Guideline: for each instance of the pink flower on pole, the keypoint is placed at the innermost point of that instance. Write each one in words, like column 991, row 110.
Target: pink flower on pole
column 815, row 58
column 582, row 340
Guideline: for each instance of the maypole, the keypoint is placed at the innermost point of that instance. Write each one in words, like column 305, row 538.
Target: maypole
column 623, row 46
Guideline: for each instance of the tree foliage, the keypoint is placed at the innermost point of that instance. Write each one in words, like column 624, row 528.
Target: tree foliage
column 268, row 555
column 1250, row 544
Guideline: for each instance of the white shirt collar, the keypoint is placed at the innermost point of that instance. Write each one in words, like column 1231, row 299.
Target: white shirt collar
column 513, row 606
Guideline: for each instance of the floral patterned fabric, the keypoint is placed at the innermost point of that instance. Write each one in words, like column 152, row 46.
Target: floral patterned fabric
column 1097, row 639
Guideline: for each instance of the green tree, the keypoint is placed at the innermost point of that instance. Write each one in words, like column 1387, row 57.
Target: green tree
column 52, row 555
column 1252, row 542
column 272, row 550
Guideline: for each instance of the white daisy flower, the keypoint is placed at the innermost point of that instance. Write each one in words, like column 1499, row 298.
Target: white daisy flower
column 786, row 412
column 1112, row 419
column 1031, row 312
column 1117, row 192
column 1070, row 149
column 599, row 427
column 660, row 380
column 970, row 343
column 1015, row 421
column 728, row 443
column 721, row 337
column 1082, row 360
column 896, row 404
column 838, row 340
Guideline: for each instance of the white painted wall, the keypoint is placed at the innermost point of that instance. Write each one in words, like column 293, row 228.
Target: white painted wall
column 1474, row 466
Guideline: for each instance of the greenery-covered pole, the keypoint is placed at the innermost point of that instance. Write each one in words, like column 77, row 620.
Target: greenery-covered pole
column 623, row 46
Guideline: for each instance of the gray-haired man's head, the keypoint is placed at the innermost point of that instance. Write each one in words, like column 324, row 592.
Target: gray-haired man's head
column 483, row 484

::::::::::

### Written exercise:
Rewrite the entries from their start through the line containing "column 582, row 340", swapping "pink flower" for "red flower" and leaving everything else unchanged.

### Written reply:
Guideline: for each instance of the red flower on pole, the keypoint is placed at the innermost point of that instance. Write each one in words, like column 991, row 110.
Target: red flower on pole
column 815, row 58
column 582, row 340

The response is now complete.